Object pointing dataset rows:
※
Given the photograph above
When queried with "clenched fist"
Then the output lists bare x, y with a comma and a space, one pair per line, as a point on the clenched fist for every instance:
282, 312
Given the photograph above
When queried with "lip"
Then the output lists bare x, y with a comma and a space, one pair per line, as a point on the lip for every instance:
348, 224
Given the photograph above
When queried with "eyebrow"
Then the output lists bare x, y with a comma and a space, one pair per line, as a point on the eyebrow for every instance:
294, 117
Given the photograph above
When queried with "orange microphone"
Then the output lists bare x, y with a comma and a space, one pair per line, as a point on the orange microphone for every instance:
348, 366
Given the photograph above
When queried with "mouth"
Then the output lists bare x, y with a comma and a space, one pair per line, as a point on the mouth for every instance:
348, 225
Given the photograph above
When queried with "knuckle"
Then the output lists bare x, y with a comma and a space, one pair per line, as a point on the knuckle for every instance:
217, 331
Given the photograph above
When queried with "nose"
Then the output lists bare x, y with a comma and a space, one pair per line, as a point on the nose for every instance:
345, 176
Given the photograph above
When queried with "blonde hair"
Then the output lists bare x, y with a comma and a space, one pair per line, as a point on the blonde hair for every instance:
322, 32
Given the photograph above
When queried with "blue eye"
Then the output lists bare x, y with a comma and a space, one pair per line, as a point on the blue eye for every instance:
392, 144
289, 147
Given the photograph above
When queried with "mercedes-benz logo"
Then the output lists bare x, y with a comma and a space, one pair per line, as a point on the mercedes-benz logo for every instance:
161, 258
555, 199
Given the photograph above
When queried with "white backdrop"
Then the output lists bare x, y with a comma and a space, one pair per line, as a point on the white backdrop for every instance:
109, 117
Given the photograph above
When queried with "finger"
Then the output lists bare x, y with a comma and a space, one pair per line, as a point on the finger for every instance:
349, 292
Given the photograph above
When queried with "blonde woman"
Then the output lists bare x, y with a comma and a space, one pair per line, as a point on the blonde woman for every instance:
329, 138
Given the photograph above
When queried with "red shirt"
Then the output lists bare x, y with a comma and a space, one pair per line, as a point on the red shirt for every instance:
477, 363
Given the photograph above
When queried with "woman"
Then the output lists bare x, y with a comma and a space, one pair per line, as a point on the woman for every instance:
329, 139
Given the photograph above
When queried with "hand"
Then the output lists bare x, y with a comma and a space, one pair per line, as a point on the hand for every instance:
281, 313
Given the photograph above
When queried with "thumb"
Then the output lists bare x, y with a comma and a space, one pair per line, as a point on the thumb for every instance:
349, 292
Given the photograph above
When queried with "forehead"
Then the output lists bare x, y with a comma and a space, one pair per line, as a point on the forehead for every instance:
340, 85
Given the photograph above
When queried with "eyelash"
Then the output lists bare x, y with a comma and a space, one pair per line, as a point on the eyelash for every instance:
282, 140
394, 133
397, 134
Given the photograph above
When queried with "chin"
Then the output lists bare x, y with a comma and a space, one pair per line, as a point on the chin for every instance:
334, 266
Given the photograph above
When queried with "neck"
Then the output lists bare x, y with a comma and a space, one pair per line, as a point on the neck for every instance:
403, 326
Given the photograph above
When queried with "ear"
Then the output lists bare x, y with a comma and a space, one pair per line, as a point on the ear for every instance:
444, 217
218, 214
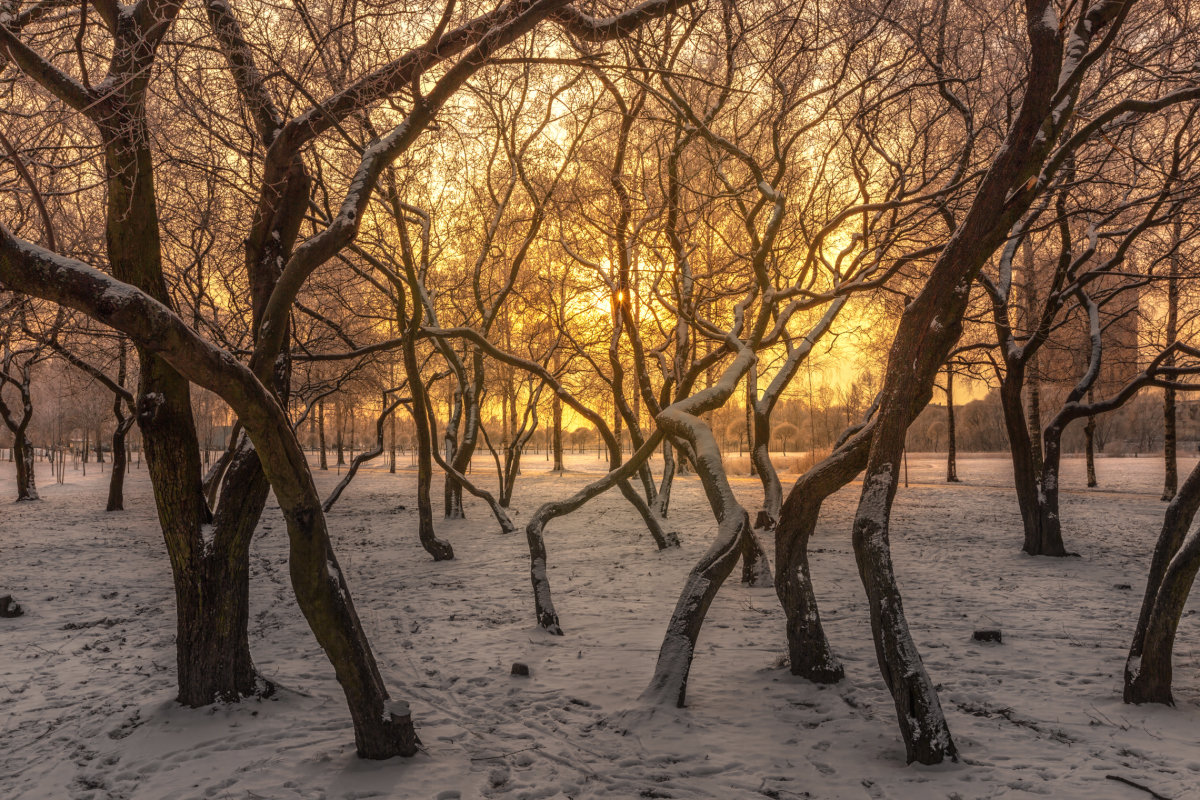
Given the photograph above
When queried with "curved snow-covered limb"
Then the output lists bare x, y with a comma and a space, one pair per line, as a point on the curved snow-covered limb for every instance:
1173, 570
808, 648
663, 539
663, 498
501, 515
682, 420
544, 606
382, 728
438, 548
760, 455
365, 456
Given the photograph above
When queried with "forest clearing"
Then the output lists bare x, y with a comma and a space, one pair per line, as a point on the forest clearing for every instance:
89, 710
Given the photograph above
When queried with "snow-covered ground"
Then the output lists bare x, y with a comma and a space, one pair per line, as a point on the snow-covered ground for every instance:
87, 674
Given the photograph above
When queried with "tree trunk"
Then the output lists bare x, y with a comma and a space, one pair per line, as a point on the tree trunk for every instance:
952, 467
391, 445
23, 453
321, 434
755, 566
340, 421
1090, 451
556, 409
1026, 459
1173, 570
1030, 371
1050, 524
809, 650
670, 680
1171, 469
663, 498
439, 549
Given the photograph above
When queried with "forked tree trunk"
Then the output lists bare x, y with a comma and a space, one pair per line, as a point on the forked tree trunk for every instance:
120, 457
682, 420
1173, 570
391, 445
438, 548
1027, 465
810, 654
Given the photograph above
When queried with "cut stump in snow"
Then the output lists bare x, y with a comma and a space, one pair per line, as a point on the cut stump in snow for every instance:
10, 607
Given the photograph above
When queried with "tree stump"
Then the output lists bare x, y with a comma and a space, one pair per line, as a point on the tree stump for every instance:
10, 607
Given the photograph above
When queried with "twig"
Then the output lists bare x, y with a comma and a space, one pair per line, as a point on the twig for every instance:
1138, 786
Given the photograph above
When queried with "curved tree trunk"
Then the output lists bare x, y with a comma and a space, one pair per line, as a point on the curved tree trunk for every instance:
682, 420
439, 549
556, 409
952, 445
755, 566
1173, 569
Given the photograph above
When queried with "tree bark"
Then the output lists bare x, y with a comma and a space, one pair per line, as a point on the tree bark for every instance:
1090, 451
556, 409
1173, 570
1170, 461
952, 467
321, 434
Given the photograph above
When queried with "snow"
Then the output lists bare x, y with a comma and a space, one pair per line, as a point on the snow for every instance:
87, 675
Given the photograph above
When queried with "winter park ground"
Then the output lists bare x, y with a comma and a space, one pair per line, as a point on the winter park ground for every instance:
87, 674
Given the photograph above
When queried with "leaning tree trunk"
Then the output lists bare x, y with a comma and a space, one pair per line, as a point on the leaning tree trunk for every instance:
1026, 458
682, 420
211, 653
1173, 570
438, 548
810, 654
755, 566
556, 410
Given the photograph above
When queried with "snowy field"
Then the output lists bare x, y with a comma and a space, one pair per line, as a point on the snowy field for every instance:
87, 674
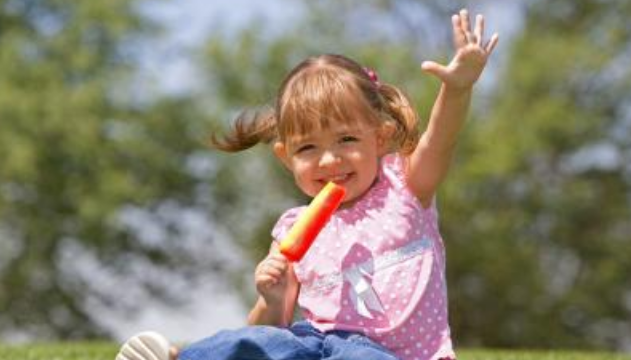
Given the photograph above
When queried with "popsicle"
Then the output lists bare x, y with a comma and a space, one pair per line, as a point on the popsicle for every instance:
304, 231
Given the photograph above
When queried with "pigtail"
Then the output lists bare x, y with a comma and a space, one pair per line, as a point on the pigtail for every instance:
250, 128
399, 108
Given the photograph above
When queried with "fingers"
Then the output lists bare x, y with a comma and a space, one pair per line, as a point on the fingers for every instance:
271, 269
478, 31
435, 69
492, 43
465, 35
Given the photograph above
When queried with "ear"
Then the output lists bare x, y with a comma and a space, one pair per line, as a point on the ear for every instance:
280, 150
384, 136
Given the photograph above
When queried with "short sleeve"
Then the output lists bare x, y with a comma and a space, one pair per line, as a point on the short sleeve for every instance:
285, 222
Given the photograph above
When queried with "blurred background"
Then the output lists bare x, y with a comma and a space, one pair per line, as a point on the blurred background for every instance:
115, 217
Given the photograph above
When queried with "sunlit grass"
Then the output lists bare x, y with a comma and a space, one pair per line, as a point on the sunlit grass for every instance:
107, 351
※
Pictures are to be left out; the records above must be repeated word for word.

▸ Response to this task
Given the photograph above
When queried with "clenched fist"
Then the output lists bare x, y with a comma and a space, one pair per line, as a point on the clenched fist for every instance:
282, 312
Given the photograph above
When queried with "lip"
Then the output lists bare x, y with a comma and a space, one pair per line, as a point on the lip for every instance:
348, 224
Given the photograph above
When queried with "eyebrow"
Then the output lists bare x, y with a comma and a space, one pair per line, as a point on the eyebrow for every instance:
294, 117
Given the photograph above
When queried with "orange microphone"
Then the output lists bare x, y with a comma and a space, one pair per line, as a point on the orange microphone for every instance:
348, 366
Given the photograph above
When queried with "mouth"
Then the output lists bare x, y with a comma and a space, one pair per line, as a point on the mouth for every instance:
348, 225
Given the photograph above
When queried with "knuckle"
Then the output lists bare x, y with a comma and a space, one pair per line, as a point on the knuckle for every instance:
217, 331
Given the photograph above
When queried with "nose"
Then the output lists bare x, y with a comma and a space, one pair per line, as a point on the nose for every instance:
345, 176
Given the photograph above
When queried with "blonde hair"
Then the output lists bare x, y with a comma and a space, one pair per line, as a point on the blonde hair for every instance:
322, 32
Given the photograph above
When queried with "blue eye"
Then the output lists bare x, y with a comma and a space, one pair per line, as a point on the blue eye for every instance:
392, 144
289, 147
Given the photograph above
When queried with "mercedes-benz logo"
Then the output lists bare x, y with a comma and a space, one pair per line, as a point on the mercedes-benz logo for every instance:
161, 258
555, 199
Given the photograph above
When queried with "white backdrop"
Then the output lists bare x, y with a comma and a space, one pair per line, as a point on the white backdrop for every instance:
109, 117
Given the photograph above
When queried with "finger"
Then the output lists bare x, y with a comma and a space, one pair per line, as a point on the finger for every instance:
349, 292
Given the photograph above
When queried with "blonde woman"
Then the output lists bare x, y with a comma and a space, one pair per line, as a point on the blonde woman for every instance:
329, 138
Given the photograph above
When queried with "red shirt"
Then the output lists bare x, y with a comma and a space, one pair per line, as a point on the red shirt for every instance:
477, 363
Given the photograph above
When queried with "woman"
Then the output lists bare x, y with a comma and a space, one pair per line, as a point on the woman for every instance:
329, 139
Given the photograph above
When queried with "hand"
Then the output lists bare x, y with a comma and a space, one pair per line, as a point on the hand for every instance:
281, 313
Given the photograph above
When queried with "thumb"
Then the output lists bare x, y with a comma and a space, one pair per line, as a point on the thumb for every instance:
349, 292
Given the photograph above
When queried with "forehead"
Then the output lists bare x, y with a comma and a space, one pair per line, as a point on the forehead for every instance:
340, 85
Given the photograph above
When queried with "eyelash"
Then the output lists bare x, y with a comma and a space, one pair per line, as a point on the eyelash for every instance:
282, 140
394, 133
397, 134
Given the photograph above
When queried with "chin"
Then the output lists bare x, y with a comma and a space, one pair per line, as a point on the chin for every instance:
334, 266
Given the photograph above
When queried with "neck"
Then the output lists bare x, y with a comma and a space, one pair per line, as a point on the neck for every instance:
403, 326
Given the photograph above
When queried with "ear"
Then the output lists bare x, y with a comma and a space, one pair per line, as a point on the ear for every instance:
444, 217
218, 214
Given the photograph above
When queried with "curved snow-covered limb"
Then the output lists bare x, y with a comma and a space, one pair per line, as a point on the curved snow-covered limb for every instance:
1173, 570
808, 648
663, 539
663, 498
501, 515
682, 420
544, 606
382, 728
438, 548
760, 455
365, 456
Given the photograph above
When queried with "forest clearing"
Then the output lists bare x, y with a comma and a space, one pair per line, as a point on the forest clearing for every instance:
89, 710
Given the photograph above
When queried with "snow-covered ground"
Then the output lists bare x, y with a comma and a space, one pair per line, as a point on the snow-covered ground for every instance:
87, 674
Given the photograph above
When queried with "tree trunk"
Then the output lists bare x, y with a comma and a space, one pair per line, as a point on the tree trunk for every instance:
952, 467
391, 445
23, 453
321, 434
755, 566
340, 421
1090, 451
556, 409
1026, 459
1173, 570
1030, 371
1050, 524
809, 650
670, 680
1171, 469
663, 498
439, 549
Given the photograph above
When queried with "forked tree trunk"
Then the output lists bare x, y with a comma and a space, one pair per line, as a point on the forked tree trunk for every instance:
120, 457
682, 420
1173, 570
391, 445
438, 548
1027, 465
810, 654
Given the photograph above
When queried with "cut stump in snow"
Then the output lists bare x, y with a comma and a space, one pair per line, as a point on the cut stump in snow for every instance:
10, 607
Given the photograph above
When queried with "tree stump"
Then the output lists bare x, y with a comma and a space, one pair per line, as a point on the tree stump for every instance:
10, 607
Given the photograph above
When queried with "twig"
Then the output lists bare x, y with a comma and a space, one pair per line, as a point on the twig for every instance:
1138, 786
Given the photograph above
When queried with "curved tree trunk"
Then the output lists bare x, y with a comma and a space, one pair per line, as a point on the curved tree trunk for every instance:
682, 420
439, 549
556, 409
952, 445
755, 566
1173, 569
Given the photograph above
When queried with "tree bark"
Then the output lists bare x, y with a comma and a space, one pair per line, as a point on the tree bark for every instance:
1090, 451
556, 409
1173, 570
1170, 461
952, 467
321, 434
Given the photograph above
When queried with "snow"
Then the output lists bare x, y with a comma and a space, one pair per line, as a point on the snow for every instance:
87, 675
Given the photograph above
When queried with "winter park ground"
Then the output lists bare x, y with a comma and a space, one pair per line, as a point on the winter park ground for every instance:
87, 674
Given the photograph above
When queried with "leaning tree trunk"
Then the output lists bare x, y with a comma and a space, one pair per line, as a point on the leaning tree trunk for every instance:
1026, 458
682, 420
211, 653
1173, 570
438, 548
810, 654
755, 566
556, 410
Given the photograph above
When queried with "snowy field"
Then the output lists bare x, y with a comma and a space, one pair per line, as a point on the snowy field for every instance:
87, 674
Given the photograph above
When queried with "popsicle"
Then the output lists bare x, y with a comma and a space, one pair per line, as a point on the popsicle for every instance:
304, 231
Given the photograph above
When queried with "pigtail"
Then the output lists bare x, y with a comma and a space, one pair per line, as a point on the pigtail for every instance:
250, 128
399, 108
Given the photograph above
When queried with "fingers"
Then the output lists bare x, y with a comma and a space, one pair per line, as a point on the fingers for every instance:
271, 269
478, 31
435, 69
492, 43
465, 35
Given the photograph above
When queried with "ear"
Then the output lists bare x, y with a comma and a space, one pair per line, as a point on the ear for every instance:
280, 150
384, 136
Given the photograph above
When queried with "short sleeve"
Then the output lists bare x, y with a comma and a space, one pair per line, as a point on the short sleeve for every instance:
285, 222
Given the photograph above
When queried with "blurred background"
Then the output lists bare x, y with a comma and a space, one pair per line, as a point on the blurred background for every instance:
115, 217
Given the photograph above
When queried with "sunlit grass"
Then the output lists bare x, y with a comma and a space, one pair per line, as a point on the sunlit grass for every instance:
107, 351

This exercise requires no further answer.